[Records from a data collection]
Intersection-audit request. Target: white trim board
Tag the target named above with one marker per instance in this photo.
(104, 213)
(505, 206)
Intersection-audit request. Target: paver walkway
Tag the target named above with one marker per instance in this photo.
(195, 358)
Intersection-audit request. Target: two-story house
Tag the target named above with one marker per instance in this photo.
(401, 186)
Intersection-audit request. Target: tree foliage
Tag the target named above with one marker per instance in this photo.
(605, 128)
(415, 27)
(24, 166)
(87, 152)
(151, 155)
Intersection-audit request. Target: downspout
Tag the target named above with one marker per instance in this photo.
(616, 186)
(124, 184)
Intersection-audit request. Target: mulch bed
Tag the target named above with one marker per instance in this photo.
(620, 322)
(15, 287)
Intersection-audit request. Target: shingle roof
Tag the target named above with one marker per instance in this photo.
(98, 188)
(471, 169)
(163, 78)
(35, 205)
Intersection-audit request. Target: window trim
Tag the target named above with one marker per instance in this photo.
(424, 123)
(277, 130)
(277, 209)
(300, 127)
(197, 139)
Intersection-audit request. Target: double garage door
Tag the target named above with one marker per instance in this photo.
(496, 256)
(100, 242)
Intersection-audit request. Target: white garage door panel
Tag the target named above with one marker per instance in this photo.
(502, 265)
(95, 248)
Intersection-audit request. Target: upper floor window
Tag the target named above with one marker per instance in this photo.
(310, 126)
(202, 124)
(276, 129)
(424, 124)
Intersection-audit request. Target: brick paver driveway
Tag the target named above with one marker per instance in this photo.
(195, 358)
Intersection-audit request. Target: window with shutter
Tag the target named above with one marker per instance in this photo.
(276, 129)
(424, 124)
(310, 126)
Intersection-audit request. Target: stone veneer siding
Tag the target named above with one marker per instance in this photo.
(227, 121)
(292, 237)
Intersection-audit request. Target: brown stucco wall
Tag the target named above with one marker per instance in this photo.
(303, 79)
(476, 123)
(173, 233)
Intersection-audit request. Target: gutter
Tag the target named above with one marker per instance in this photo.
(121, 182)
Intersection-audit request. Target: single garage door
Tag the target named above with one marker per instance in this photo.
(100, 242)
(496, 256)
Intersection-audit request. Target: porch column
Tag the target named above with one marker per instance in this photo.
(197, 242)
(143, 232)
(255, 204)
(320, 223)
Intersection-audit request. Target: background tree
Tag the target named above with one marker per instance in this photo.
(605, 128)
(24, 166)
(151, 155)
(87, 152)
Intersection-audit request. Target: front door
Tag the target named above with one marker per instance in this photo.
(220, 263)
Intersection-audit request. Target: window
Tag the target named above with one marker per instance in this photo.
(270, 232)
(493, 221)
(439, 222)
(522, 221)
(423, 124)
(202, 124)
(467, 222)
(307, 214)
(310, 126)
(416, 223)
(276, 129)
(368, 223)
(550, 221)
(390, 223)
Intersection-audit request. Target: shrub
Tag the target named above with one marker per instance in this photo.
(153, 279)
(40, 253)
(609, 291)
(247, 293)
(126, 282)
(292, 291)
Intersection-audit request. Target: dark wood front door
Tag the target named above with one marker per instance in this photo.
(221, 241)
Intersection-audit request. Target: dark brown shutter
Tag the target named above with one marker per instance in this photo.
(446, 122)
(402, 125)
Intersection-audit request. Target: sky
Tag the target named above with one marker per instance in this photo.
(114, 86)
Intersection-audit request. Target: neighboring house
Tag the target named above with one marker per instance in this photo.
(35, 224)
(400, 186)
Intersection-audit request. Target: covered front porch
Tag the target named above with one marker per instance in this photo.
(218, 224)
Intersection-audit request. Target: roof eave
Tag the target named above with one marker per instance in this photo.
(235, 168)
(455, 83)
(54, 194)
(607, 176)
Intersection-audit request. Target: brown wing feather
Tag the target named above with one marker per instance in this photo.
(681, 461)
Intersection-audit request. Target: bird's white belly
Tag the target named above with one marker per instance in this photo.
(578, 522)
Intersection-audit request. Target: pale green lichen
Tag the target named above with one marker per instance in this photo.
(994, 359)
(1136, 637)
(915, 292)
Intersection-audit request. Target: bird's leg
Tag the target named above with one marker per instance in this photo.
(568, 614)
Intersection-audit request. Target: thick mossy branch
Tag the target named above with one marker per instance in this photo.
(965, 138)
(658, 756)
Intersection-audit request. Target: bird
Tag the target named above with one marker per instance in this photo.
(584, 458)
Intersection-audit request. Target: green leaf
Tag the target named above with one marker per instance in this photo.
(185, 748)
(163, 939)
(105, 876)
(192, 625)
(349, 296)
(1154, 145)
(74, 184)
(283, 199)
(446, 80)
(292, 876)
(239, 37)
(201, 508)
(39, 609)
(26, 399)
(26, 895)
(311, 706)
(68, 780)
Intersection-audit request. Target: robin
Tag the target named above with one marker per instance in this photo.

What you are asked to do –
Wherever the word "window" appears in the entries above, copy that whole line.

Answer to this problem –
Intersection-audit request. Target: window trim
Intersection-audit request. Target: upper floor window
Intersection-audit request. Target: window with shutter
Intersection-audit request. Target: window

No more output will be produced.